Items listed in a dataset:

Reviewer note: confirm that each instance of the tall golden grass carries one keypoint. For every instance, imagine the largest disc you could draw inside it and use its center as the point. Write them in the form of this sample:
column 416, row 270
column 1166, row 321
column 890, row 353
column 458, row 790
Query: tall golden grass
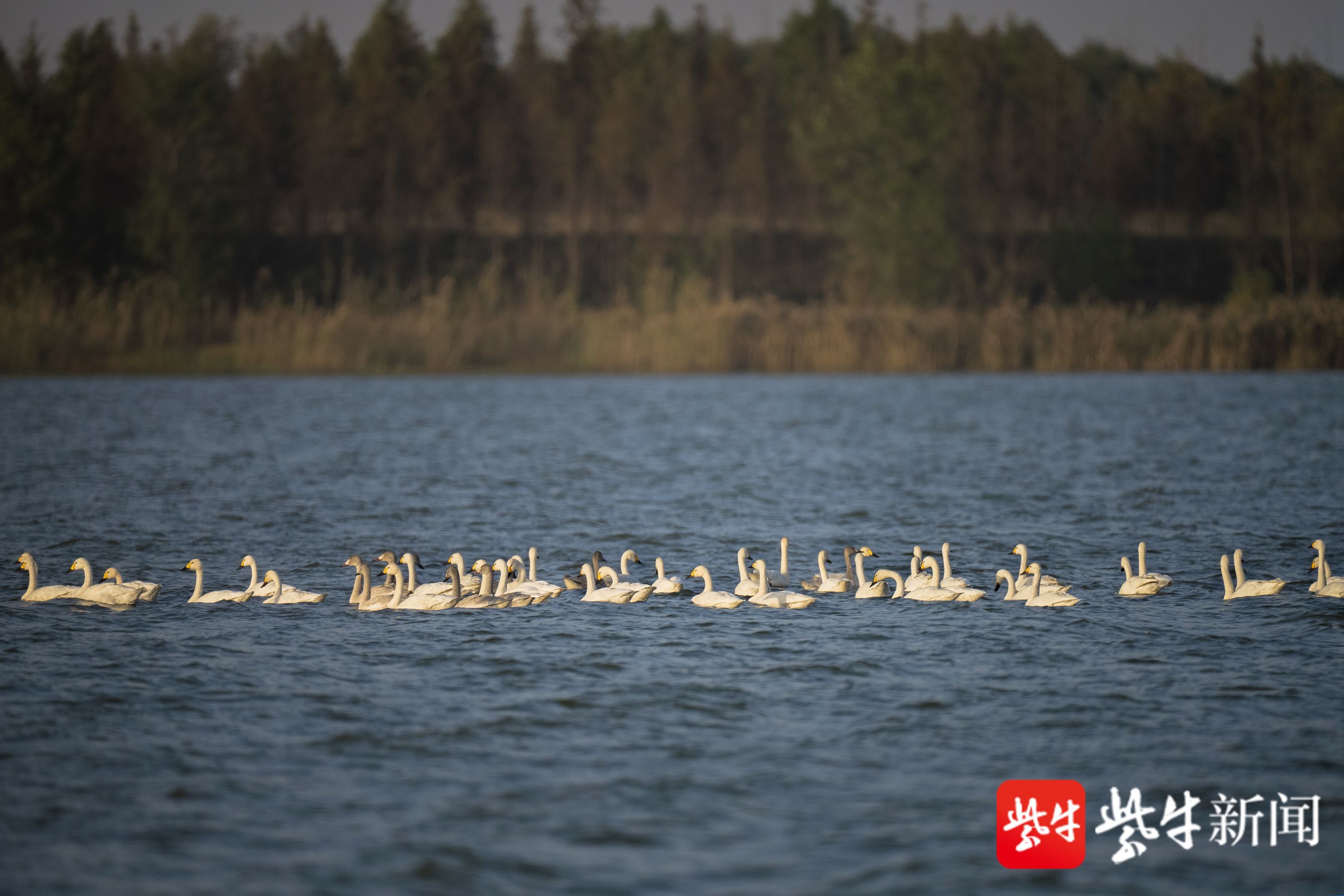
column 150, row 328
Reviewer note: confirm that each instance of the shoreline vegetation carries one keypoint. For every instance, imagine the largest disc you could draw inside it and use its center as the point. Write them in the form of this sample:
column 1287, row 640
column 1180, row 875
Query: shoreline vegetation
column 137, row 332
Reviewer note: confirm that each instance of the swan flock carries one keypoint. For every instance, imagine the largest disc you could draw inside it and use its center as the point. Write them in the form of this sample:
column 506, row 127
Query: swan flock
column 512, row 582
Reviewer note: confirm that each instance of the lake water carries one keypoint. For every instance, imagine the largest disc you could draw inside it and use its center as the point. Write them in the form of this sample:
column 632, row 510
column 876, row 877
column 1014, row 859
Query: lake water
column 854, row 748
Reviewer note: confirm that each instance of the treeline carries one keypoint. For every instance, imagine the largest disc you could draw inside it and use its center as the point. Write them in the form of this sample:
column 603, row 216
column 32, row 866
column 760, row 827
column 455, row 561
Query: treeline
column 838, row 161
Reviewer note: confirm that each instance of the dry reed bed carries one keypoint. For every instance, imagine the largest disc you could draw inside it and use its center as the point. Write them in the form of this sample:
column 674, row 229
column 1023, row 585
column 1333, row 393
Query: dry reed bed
column 137, row 331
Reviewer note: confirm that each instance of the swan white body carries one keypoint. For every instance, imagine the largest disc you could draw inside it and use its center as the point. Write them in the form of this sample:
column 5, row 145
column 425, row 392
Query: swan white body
column 1139, row 586
column 777, row 599
column 45, row 593
column 280, row 595
column 211, row 597
column 105, row 593
column 710, row 598
column 931, row 593
column 1048, row 582
column 781, row 578
column 268, row 589
column 1327, row 585
column 1143, row 566
column 1038, row 598
column 1254, row 587
column 666, row 583
column 746, row 582
column 1323, row 578
column 150, row 590
column 608, row 594
column 948, row 580
column 865, row 589
column 1244, row 587
column 827, row 583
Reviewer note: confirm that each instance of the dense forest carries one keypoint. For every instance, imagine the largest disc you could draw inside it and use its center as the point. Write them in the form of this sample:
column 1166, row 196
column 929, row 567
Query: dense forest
column 648, row 168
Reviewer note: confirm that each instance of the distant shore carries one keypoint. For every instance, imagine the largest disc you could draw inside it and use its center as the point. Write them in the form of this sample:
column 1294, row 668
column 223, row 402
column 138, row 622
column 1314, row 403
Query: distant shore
column 136, row 335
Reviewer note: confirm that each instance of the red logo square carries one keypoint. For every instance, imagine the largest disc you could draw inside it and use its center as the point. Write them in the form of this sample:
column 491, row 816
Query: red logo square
column 1041, row 824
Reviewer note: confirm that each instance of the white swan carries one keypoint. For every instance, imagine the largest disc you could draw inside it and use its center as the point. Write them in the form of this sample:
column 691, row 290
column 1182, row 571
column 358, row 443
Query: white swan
column 1253, row 587
column 625, row 565
column 1327, row 585
column 827, row 583
column 150, row 590
column 105, row 593
column 211, row 597
column 917, row 580
column 576, row 582
column 468, row 582
column 605, row 594
column 892, row 575
column 777, row 599
column 1323, row 577
column 1048, row 582
column 641, row 590
column 1038, row 598
column 948, row 580
column 666, row 583
column 268, row 590
column 746, row 582
column 1139, row 586
column 932, row 593
column 1143, row 567
column 865, row 589
column 45, row 593
column 781, row 578
column 278, row 594
column 710, row 598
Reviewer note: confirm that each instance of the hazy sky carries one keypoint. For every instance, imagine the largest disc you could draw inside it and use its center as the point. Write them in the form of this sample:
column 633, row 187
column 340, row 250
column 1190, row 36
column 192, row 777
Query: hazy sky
column 1215, row 34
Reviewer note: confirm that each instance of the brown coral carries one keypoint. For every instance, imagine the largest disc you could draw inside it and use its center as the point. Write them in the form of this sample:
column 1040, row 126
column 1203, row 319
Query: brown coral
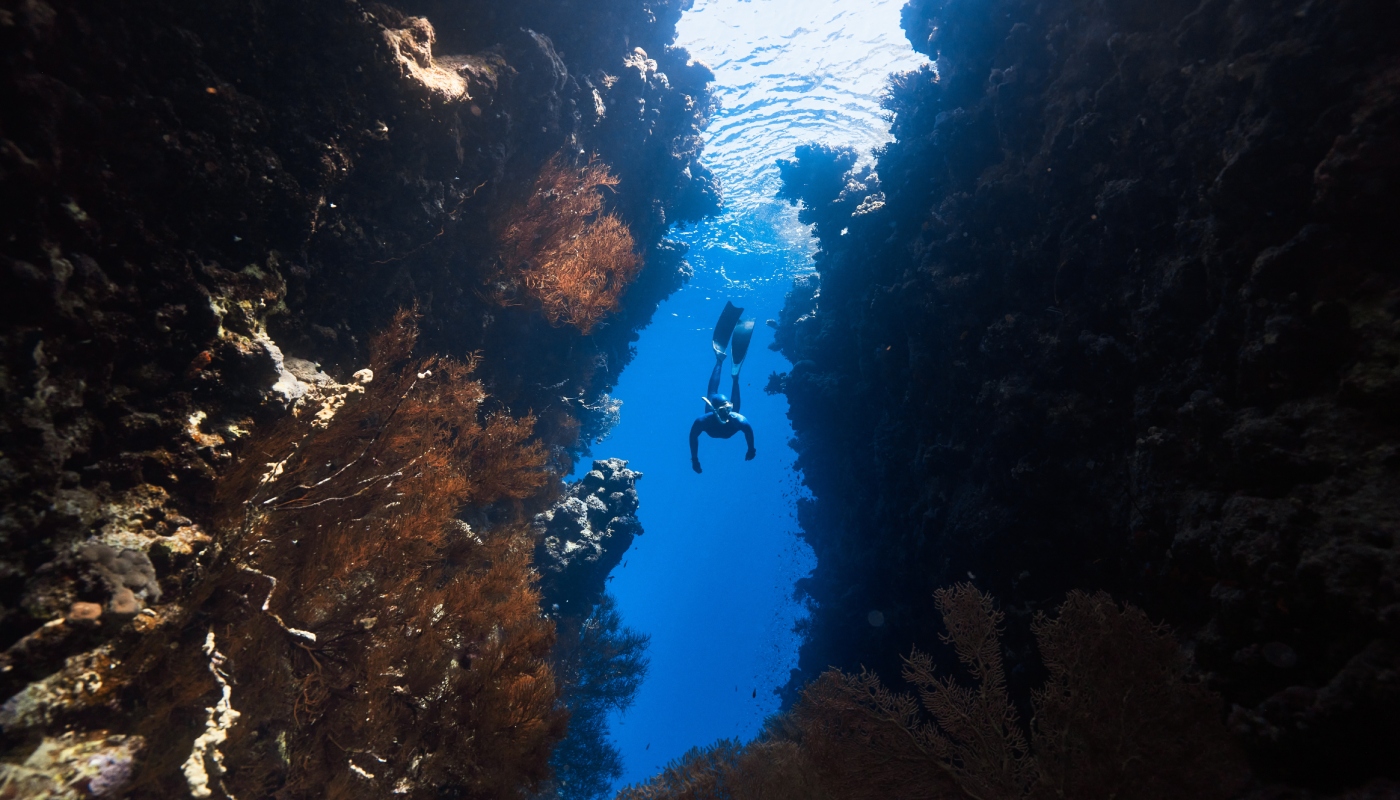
column 574, row 259
column 381, row 642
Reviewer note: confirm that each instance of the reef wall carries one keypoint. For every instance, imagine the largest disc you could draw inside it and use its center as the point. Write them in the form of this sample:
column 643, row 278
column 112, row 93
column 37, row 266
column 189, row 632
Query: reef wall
column 207, row 213
column 1119, row 310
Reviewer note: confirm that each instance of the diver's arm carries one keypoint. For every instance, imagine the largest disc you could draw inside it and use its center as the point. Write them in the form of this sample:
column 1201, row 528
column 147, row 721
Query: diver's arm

• Set exercise
Put every line of the material above into a JSON list of strings, one string per line, with blank lines dropped. Leave the pictures out.

• Exercise result
[
  "Reviewer note: confirm that each instance of the tall golden grass carries one keypoint. For every instance, imagine the largest disc you could draw inside it and use its center as the point. Write them in the form of this sample:",
  "column 416, row 270",
  "column 1166, row 321",
  "column 890, row 353",
  "column 458, row 790",
  "Query: tall golden grass",
  "column 150, row 328",
  "Reviewer note: confirm that each instance of the shoreline vegetation carries one keypoint. For every instance, imagine the largest disc you could draw inside it and use its center as the point. Write them in the form of this sample:",
  "column 1287, row 640",
  "column 1180, row 875",
  "Query: shoreline vegetation",
  "column 137, row 332",
  "Reviewer note: confirm that each instance of the swan flock carries one keypoint. For every instance, imagine the largest disc you could draw inside it and use its center as the point. Write them in the form of this sample:",
  "column 506, row 127",
  "Query: swan flock",
  "column 512, row 582",
  "Reviewer note: confirm that each instance of the lake water carries one keypoint. For every instance, imagine the largest disc you could draw inside it and use its center as the point. Write them in the form of this sample:",
  "column 632, row 510",
  "column 876, row 877",
  "column 1014, row 859",
  "Query: lake water",
  "column 854, row 748",
  "Reviewer note: confirm that each instance of the treeline carries one keypoint. For every instance, imagine the largest disc you could draw inside it and use its center as the point. Write them in the form of this sample:",
  "column 603, row 216",
  "column 32, row 866",
  "column 760, row 827",
  "column 455, row 561",
  "Query: treeline",
  "column 838, row 161",
  "Reviewer note: confirm that each instance of the dry reed bed carries one keypoint. For every instance, imagine the largest disc you could draw inside it and use its center as the point. Write them in the form of this sample:",
  "column 674, row 229",
  "column 1023, row 585",
  "column 1333, row 393",
  "Query: dry reed bed",
  "column 137, row 331",
  "Reviewer note: confirm that each instance of the swan white body carries one keypoint. For every instance, imagine the largest disc you could draw inside it and use its center as the point. Write them in the form of this sample:",
  "column 5, row 145",
  "column 425, row 392",
  "Query: swan white body",
  "column 1139, row 586",
  "column 777, row 599",
  "column 45, row 593",
  "column 280, row 595",
  "column 211, row 597",
  "column 105, row 593",
  "column 710, row 598",
  "column 931, row 593",
  "column 1048, row 582",
  "column 781, row 578",
  "column 268, row 589",
  "column 1327, row 585",
  "column 1143, row 566",
  "column 1038, row 598",
  "column 1254, row 587",
  "column 666, row 583",
  "column 746, row 582",
  "column 1323, row 578",
  "column 150, row 590",
  "column 608, row 594",
  "column 948, row 580",
  "column 865, row 589",
  "column 1244, row 587",
  "column 827, row 583",
  "Reviewer note: confirm that each instance of the dense forest carries one keypoint. For every instance, imagine the largest disc you could draw inside it and use its center as the point. Write them in the form of this sample:",
  "column 1166, row 196",
  "column 929, row 567",
  "Query: dense forest",
  "column 648, row 168",
  "Reviewer note: confirm that each instance of the distant shore carries one keypoint. For every instance, imagine the largest disc you could draw inside it and use its center as the point. Write them in the form of this sample:",
  "column 1294, row 668",
  "column 223, row 402",
  "column 138, row 622",
  "column 1314, row 403",
  "Query: distant shore",
  "column 136, row 335",
  "Reviewer note: confirm that each instance of the red logo square carries one keypoint. For every instance, imagine the largest disc you could draw inside it and use its center as the point. Write them in the form of this sample:",
  "column 491, row 816",
  "Query: red logo square",
  "column 1041, row 824",
  "Reviewer note: confirm that each instance of the white swan carries one keypoint. For every instance, imagine the largest disc you could draw inside it and use its center as the point. Write them in the form of this sample:",
  "column 691, row 290",
  "column 1182, row 571",
  "column 358, row 443",
  "Query: white swan",
  "column 1253, row 587",
  "column 625, row 565",
  "column 1327, row 585",
  "column 827, row 583",
  "column 150, row 590",
  "column 105, row 593",
  "column 211, row 597",
  "column 917, row 580",
  "column 576, row 582",
  "column 468, row 582",
  "column 605, row 594",
  "column 892, row 575",
  "column 777, row 599",
  "column 1323, row 577",
  "column 1048, row 582",
  "column 641, row 590",
  "column 1038, row 598",
  "column 948, row 580",
  "column 666, row 583",
  "column 268, row 590",
  "column 746, row 582",
  "column 1139, row 586",
  "column 932, row 593",
  "column 1143, row 567",
  "column 865, row 589",
  "column 45, row 593",
  "column 781, row 578",
  "column 278, row 594",
  "column 710, row 598",
  "Reviewer note: confirm that each instance of the hazy sky carries one keypoint. For every instance, imagine the largest disc you could draw inside it and use its center as the point. Write them in the form of this sample:",
  "column 633, row 187",
  "column 340, row 250",
  "column 1190, row 36",
  "column 192, row 777",
  "Query: hazy sky",
  "column 1215, row 34",
  "Reviewer note: confirm that each instance of the brown coral carries one keypoint. For every instance, imagine the largest disc you could draw inside it and use its center as the point. Write them in the form of this sample:",
  "column 1040, row 126",
  "column 1203, row 319",
  "Query: brown coral",
  "column 574, row 259",
  "column 381, row 642",
  "Reviewer note: confirm that each instance of the reef wall carries one keypoint. For every instance, imagine the largest disc you could draw inside it and use its center as the point. Write them in the form of this sample:",
  "column 643, row 278",
  "column 112, row 93",
  "column 37, row 266",
  "column 189, row 632",
  "Query: reef wall",
  "column 207, row 213",
  "column 1119, row 310",
  "Reviewer note: confirm that each instance of the diver's arm carries one keypoint. For every instance, imagine the largest disc you could draw inside it and use its center as the point. Write them in the form of this sample:",
  "column 1201, row 528",
  "column 147, row 721",
  "Query: diver's arm"
]